* _Brief_: Rewrite the listing below, substituting "street sign" for every "street name sign" and keeping everything else the same. Omit the pictures.

* _Exercise material_:

/---

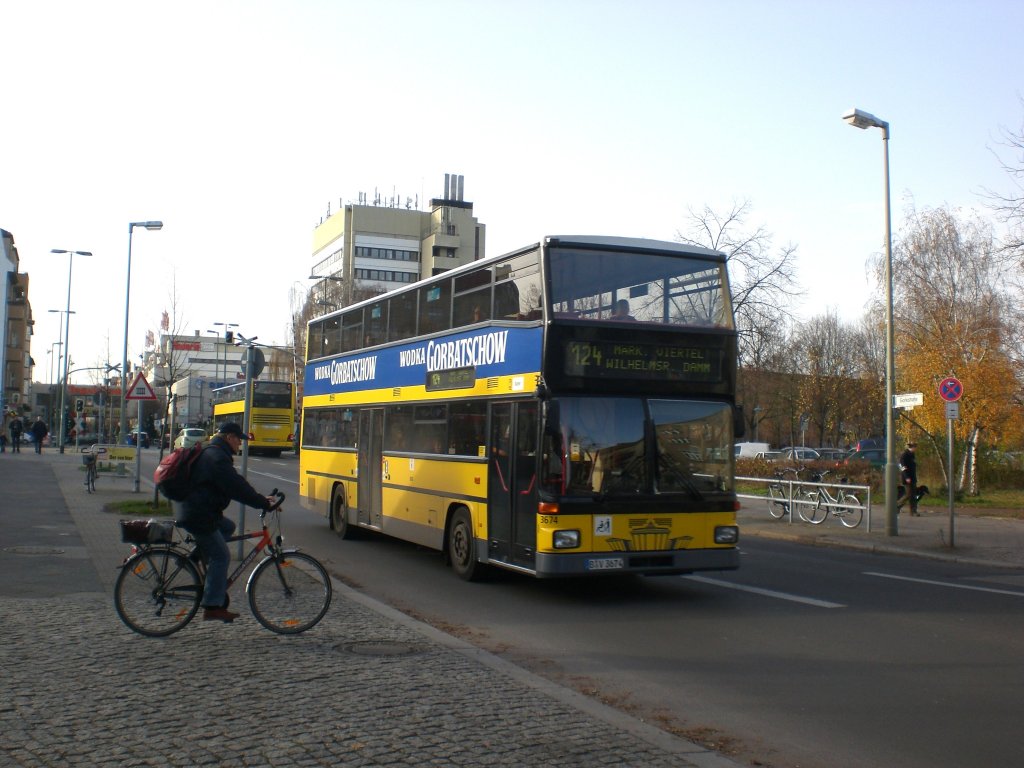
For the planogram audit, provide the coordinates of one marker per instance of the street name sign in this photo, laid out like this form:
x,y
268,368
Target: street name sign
x,y
908,400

\---

* _Expected answer_:
For the planogram audit, provide the coordinates of one marker per instance of the street sign in this photo, laid out like this form:
x,y
268,368
Target: street sign
x,y
908,400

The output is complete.